The Decree and Findings of Fact and Conclusions of Law

The decree awarded all of the property, land and improvements, to Wife. Upon timely request, the trial court entered written findings of fact and conclusions of law. We are concerned with five of them.

1. [Husband] and [Wife] were married on June 12, 2004.

12. During the marriage, [Husband] and [Wife] acquired the following property other than by gift or inheritance with the values shown: 147 Sun Park, Socorro, Texas.
13. During the marriage, a structure was built which the parties characterized as their homestead and community property estate.
14. During the marriage of the parties, the property at 147 Sun Park, Socorro, Texas, was mortgaged several times under both parties names. The last loan was obtained on September 18, 2006 for the amount of $100, 000. The property was valued at $170, 000.00. Nevertheless, at the hearing the parties stipulated a lower value of $148, 000.00, as per central appraisal district taxation value.
19. The inventory filed by [Husband] on September 30th, 2010, characterized the property at 147 Sun Park, Socorro, Texas, as the community property of the parties. No other form of tracing or clear and convincing evidence to overcome the community presumption was presented.

Provided data »
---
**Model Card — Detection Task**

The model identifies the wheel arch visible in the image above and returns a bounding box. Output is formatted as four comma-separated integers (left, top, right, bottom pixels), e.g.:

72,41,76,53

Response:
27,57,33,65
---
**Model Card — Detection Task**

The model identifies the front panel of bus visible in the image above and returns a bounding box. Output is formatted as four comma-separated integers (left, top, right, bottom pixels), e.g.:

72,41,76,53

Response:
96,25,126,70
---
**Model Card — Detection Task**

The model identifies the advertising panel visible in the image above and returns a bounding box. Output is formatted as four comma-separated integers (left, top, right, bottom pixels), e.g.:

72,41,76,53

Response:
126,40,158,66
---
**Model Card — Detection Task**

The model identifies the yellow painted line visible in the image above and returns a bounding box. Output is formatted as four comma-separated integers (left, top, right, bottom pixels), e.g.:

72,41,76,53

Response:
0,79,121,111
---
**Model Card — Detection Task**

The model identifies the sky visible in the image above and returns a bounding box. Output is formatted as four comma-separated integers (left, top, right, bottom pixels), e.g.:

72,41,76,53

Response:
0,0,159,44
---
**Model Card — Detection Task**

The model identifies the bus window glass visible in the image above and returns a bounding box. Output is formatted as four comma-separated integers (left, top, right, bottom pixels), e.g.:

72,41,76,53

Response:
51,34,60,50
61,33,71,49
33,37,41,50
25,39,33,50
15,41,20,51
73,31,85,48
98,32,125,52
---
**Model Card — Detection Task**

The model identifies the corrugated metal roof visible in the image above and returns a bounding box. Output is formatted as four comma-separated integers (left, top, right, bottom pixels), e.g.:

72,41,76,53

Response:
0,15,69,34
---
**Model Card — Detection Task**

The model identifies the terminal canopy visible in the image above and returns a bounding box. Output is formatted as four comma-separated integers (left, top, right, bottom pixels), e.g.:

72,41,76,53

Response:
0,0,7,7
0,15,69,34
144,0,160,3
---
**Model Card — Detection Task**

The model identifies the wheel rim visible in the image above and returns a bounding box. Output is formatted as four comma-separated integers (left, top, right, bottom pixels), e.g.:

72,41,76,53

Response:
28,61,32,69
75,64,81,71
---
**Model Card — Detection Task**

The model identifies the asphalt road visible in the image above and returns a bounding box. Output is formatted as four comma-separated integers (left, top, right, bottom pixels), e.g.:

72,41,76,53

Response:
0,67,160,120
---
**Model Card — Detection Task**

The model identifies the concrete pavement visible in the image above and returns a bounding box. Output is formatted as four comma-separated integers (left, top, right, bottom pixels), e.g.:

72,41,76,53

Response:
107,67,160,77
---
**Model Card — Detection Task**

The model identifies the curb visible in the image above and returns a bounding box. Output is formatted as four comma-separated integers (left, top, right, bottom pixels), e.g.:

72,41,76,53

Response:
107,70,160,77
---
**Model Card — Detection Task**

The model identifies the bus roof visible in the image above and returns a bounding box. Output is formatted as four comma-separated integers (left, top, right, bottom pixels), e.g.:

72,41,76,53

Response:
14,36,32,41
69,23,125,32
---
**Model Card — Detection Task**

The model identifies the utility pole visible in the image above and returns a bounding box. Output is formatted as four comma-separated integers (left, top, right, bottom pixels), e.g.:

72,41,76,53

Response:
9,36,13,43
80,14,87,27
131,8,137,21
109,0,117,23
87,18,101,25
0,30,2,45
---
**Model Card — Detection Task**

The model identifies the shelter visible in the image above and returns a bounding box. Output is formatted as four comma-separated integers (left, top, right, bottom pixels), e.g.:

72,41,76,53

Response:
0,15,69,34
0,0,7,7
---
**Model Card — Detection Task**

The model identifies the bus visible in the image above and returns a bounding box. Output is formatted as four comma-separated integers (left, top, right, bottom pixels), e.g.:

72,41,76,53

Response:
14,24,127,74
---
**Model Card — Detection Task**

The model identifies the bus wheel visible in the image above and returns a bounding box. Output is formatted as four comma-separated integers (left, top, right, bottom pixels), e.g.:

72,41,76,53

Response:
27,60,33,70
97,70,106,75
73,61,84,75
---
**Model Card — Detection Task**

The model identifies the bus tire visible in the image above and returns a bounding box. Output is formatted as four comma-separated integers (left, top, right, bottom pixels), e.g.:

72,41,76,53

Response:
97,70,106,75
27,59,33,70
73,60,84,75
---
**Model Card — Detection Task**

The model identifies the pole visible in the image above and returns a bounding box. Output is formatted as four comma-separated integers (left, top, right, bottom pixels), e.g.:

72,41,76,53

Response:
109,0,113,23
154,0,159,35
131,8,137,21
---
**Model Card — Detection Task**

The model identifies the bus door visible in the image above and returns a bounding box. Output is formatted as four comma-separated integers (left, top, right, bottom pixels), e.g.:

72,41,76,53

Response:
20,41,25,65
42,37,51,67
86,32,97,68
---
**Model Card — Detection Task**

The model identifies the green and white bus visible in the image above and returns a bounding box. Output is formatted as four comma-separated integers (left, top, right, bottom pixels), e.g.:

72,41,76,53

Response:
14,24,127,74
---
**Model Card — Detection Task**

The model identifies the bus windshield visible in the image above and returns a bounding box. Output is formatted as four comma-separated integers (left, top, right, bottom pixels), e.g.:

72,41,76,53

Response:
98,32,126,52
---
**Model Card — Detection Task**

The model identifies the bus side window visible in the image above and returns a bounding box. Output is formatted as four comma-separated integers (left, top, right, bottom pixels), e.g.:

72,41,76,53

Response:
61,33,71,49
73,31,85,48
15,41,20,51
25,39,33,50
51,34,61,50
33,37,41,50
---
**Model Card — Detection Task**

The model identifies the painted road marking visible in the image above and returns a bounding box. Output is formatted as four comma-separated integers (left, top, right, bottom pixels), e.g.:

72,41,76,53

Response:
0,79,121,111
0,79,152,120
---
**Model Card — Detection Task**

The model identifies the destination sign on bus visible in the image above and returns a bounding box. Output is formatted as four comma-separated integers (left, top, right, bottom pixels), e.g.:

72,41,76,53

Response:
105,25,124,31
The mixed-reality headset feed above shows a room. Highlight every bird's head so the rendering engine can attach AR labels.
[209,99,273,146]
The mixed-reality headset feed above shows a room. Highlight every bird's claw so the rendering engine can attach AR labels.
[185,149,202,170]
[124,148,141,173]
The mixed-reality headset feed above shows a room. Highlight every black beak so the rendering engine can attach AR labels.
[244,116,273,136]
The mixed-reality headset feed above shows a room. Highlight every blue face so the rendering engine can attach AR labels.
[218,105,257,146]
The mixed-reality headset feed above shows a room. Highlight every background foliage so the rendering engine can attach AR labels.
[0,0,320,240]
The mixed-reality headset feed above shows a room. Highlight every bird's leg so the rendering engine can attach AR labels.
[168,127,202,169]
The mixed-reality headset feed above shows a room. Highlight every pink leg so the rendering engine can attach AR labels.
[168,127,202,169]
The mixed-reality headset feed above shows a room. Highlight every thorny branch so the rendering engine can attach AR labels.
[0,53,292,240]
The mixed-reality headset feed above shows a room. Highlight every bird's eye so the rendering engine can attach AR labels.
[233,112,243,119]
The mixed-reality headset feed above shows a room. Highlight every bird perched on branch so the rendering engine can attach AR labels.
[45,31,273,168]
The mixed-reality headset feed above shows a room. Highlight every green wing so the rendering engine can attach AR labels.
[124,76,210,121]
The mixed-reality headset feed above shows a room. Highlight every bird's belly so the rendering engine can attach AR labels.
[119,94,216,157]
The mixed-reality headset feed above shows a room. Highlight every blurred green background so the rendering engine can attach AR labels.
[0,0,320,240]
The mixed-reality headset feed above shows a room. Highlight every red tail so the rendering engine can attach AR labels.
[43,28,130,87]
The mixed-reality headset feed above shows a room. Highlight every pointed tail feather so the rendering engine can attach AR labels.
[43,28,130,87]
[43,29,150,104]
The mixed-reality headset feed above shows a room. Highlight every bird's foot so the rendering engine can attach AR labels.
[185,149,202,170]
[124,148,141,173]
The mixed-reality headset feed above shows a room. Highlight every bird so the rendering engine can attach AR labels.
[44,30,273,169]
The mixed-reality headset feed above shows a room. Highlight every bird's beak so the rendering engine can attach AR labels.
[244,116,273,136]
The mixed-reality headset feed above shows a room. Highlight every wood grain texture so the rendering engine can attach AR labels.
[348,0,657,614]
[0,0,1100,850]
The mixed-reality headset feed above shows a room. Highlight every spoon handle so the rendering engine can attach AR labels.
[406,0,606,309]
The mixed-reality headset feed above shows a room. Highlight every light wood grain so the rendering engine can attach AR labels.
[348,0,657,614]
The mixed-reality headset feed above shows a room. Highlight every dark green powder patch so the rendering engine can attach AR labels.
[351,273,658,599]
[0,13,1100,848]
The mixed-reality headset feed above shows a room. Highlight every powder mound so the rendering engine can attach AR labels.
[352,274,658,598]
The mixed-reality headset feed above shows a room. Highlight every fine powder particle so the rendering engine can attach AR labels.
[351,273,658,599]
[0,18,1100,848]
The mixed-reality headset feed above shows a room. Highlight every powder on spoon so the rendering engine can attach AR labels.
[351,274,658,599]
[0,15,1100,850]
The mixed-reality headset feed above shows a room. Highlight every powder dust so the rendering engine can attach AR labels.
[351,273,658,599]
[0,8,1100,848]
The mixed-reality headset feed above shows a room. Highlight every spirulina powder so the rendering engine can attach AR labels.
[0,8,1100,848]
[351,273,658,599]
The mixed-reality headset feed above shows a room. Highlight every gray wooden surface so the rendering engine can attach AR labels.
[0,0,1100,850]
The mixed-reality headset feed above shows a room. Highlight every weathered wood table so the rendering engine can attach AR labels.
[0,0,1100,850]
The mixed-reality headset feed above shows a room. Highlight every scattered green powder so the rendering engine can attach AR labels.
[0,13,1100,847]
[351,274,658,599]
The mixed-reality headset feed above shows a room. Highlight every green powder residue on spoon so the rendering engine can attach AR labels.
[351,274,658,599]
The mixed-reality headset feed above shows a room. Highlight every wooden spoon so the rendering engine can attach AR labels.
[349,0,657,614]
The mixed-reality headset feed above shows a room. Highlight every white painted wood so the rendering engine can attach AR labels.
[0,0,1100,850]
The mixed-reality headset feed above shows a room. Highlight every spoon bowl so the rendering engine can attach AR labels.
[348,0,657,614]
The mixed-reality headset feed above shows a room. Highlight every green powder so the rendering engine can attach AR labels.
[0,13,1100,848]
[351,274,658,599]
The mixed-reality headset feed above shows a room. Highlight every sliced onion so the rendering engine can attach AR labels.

Tasks to perform »
1. Echo everything from "The Decree and" down to "Park, Socorro, Texas." in the excerpt on the divorce decree and its findings, word for word.
2. Duplicate everything from the start of the records down to the line containing "96,25,126,70", including that line, with nothing else added.

The answers »
1.
The Decree and Findings of Fact and Conclusions of Law

The decree awarded all of the property, land and improvements, to Wife. Upon timely request, the trial court entered written findings of fact and conclusions of law. We are concerned with five of them.

1. [Husband] and [Wife] were married on June 12, 2004.

12. During the marriage, [Husband] and [Wife] acquired the following property other than by gift or inheritance with the values shown: 147 Sun Park, Socorro, Texas.

2.
---
**Model Card — Detection Task**

The model identifies the wheel arch visible in the image above and returns a bounding box. Output is formatted as four comma-separated integers (left, top, right, bottom pixels), e.g.:

72,41,76,53

Response:
27,57,33,65
---
**Model Card — Detection Task**

The model identifies the front panel of bus visible in the image above and returns a bounding box. Output is formatted as four comma-separated integers (left, top, right, bottom pixels), e.g.:

72,41,76,53

Response:
96,25,126,70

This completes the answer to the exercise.